- [Input rows]:
_ _ _ _ _
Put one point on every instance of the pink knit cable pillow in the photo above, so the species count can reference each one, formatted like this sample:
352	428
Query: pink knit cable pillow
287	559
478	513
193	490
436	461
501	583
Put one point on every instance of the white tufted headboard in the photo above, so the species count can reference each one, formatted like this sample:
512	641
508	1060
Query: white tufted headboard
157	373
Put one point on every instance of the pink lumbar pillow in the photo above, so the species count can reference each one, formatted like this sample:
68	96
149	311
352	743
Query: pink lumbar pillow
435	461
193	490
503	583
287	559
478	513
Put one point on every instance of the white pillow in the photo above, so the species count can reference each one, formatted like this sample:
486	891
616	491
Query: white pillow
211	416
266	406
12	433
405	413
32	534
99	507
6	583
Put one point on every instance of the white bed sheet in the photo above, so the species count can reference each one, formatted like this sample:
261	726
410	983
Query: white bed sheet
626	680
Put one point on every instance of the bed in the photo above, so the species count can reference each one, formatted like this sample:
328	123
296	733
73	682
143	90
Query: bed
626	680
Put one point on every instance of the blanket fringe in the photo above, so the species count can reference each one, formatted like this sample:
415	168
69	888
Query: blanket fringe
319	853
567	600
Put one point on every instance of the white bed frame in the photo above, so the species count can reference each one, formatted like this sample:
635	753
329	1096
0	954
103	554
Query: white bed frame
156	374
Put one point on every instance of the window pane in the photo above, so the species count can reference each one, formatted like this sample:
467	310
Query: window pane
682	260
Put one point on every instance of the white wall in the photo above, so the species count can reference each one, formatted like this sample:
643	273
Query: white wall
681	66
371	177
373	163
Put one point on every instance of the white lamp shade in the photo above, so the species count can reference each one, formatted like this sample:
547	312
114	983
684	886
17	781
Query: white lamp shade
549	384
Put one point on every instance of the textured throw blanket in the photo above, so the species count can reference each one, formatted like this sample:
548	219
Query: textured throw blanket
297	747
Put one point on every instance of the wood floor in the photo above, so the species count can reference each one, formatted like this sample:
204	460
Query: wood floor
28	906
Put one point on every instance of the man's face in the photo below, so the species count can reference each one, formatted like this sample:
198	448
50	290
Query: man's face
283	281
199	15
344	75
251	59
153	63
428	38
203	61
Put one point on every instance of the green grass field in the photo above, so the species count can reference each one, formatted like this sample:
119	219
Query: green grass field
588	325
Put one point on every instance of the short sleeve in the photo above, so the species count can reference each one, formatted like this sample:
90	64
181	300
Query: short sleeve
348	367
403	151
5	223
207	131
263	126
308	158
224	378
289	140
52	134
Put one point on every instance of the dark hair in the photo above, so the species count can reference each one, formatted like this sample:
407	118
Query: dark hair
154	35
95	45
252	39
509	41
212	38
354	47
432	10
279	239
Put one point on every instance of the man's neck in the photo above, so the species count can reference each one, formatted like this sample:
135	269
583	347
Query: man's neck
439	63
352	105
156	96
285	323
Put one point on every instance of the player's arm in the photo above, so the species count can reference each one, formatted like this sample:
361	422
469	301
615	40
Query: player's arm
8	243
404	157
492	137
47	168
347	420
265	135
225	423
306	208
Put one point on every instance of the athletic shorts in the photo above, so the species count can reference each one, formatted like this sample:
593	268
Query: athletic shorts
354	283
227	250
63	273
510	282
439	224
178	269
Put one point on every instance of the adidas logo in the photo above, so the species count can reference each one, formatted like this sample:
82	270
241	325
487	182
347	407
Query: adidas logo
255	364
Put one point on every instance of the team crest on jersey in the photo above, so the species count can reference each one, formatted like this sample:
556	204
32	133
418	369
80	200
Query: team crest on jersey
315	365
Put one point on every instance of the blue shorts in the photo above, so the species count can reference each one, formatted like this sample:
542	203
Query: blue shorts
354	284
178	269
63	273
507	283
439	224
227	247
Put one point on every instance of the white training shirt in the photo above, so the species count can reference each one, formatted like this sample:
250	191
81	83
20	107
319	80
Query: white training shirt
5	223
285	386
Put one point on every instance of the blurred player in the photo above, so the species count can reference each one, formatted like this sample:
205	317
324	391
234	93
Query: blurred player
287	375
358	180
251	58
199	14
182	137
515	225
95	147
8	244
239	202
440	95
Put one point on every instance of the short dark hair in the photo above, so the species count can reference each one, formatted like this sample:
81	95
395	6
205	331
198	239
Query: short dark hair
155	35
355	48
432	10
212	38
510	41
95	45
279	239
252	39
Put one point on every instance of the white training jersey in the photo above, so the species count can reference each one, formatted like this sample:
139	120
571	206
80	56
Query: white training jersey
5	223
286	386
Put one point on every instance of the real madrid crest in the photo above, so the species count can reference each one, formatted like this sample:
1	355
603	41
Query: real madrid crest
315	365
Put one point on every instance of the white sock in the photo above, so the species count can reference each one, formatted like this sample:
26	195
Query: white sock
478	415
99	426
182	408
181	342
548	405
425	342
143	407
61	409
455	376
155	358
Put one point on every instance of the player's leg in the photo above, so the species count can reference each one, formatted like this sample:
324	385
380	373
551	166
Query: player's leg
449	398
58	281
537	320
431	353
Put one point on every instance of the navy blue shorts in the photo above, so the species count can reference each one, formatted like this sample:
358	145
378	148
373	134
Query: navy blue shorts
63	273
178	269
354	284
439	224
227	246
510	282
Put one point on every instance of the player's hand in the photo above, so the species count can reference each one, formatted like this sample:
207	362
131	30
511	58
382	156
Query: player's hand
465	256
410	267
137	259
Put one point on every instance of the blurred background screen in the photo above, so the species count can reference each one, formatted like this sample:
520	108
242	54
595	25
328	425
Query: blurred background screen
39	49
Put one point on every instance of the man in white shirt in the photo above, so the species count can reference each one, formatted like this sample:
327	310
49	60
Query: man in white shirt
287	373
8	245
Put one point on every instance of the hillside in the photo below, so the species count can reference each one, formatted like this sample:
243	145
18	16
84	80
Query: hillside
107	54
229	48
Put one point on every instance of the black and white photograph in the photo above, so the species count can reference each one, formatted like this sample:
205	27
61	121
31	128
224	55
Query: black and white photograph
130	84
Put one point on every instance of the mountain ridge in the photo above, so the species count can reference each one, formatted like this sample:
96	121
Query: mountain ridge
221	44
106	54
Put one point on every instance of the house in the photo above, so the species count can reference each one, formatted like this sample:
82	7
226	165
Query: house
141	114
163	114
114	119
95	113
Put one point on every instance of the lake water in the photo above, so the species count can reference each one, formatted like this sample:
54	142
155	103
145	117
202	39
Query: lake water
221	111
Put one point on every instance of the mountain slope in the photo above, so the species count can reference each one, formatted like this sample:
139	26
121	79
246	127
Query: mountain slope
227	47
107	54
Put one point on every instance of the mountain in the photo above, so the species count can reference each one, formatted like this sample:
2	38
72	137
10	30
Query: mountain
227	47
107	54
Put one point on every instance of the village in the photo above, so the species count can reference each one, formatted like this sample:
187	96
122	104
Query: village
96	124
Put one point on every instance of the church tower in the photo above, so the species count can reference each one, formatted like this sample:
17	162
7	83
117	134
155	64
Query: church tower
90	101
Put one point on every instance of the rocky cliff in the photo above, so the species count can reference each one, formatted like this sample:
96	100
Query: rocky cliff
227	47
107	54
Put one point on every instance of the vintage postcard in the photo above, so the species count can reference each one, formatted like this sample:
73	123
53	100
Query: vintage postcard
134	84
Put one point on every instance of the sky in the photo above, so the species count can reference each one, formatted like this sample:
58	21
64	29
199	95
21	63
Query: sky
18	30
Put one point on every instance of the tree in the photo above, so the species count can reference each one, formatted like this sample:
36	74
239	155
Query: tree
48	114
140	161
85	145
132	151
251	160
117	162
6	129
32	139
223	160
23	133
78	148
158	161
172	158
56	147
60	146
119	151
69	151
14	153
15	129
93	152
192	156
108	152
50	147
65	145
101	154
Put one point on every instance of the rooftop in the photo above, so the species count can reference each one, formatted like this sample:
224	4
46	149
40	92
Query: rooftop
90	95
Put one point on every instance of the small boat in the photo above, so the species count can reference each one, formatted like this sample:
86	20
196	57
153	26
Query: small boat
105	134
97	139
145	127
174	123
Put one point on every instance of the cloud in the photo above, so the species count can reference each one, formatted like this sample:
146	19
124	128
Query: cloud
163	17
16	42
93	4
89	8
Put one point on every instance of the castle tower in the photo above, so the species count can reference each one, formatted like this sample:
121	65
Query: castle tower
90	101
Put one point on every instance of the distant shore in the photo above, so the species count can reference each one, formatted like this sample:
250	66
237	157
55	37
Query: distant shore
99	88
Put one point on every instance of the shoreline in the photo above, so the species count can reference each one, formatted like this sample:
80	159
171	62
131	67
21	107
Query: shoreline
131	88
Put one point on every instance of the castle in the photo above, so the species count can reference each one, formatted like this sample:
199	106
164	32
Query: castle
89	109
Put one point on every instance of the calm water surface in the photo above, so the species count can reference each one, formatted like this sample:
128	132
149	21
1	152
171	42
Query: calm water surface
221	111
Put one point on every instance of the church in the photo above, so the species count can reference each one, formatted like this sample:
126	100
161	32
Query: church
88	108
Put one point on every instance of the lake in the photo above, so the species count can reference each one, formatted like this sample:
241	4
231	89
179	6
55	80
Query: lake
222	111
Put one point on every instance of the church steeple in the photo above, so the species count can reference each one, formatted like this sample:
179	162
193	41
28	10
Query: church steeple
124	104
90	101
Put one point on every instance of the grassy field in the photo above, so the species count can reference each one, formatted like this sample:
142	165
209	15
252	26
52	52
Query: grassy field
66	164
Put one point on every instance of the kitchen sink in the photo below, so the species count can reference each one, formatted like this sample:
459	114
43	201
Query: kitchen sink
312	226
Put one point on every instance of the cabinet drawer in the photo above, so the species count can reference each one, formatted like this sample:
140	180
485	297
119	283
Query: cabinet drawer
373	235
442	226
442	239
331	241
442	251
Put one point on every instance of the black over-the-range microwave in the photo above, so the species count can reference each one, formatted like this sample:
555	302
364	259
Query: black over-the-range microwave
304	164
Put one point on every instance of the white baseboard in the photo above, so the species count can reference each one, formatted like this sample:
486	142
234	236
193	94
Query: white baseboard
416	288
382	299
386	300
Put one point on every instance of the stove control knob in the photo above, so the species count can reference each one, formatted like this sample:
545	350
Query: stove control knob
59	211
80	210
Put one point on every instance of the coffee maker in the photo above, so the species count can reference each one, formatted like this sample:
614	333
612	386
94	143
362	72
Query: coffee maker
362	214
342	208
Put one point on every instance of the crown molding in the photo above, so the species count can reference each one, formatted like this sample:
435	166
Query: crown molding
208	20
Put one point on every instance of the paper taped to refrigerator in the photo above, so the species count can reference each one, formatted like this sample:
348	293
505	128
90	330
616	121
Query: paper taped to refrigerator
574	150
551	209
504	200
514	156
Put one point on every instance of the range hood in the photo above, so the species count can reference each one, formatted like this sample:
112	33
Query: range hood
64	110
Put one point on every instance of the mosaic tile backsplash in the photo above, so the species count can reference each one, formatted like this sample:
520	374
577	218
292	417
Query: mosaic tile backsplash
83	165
_ _ _ _ _
- [The problem]:
From the line that contains "Put one point on every instance of the white baseboard" down to the last line of the listing above, repeat each line exactly, and include nothing else.

- [Result below]:
Put one point on every instance of the white baseboard in the photo above, so the species count can reference each one, formatted like this sample:
486	142
234	236
193	94
Query: white baseboard
416	288
382	299
386	300
Put one point on every instance of the stove control knob in the photo above, so the species count can reference each one, formatted like this sample:
545	350
Query: stove control knob
59	211
80	210
Put one point on every instance of the coffee maker in the photo above, so the species count can reference each one, formatted like this sample:
614	333
612	386
94	143
362	72
Query: coffee maker
362	214
342	208
Put one point on every instance of the crown molding in the photo above, so the species count can reference each one, formatted like this sample:
435	166
Query: crown molding
208	20
Put one point on every instance of the paper taped to refrigerator in the photo above, so the species count can reference each one, formatted like this sample:
348	293
505	128
90	330
616	121
Query: paper taped to refrigerator
574	150
551	209
504	200
514	156
Put one point on every instance of the range hood in the photo above, so the species count can reference each one, formatted like this sample:
112	33
Query: range hood
64	110
Put one point on every instance of the mosaic tile backsplash in the photo above, so the species count can reference each one, formatted like this sample:
520	374
577	218
292	417
Query: mosaic tile backsplash
83	165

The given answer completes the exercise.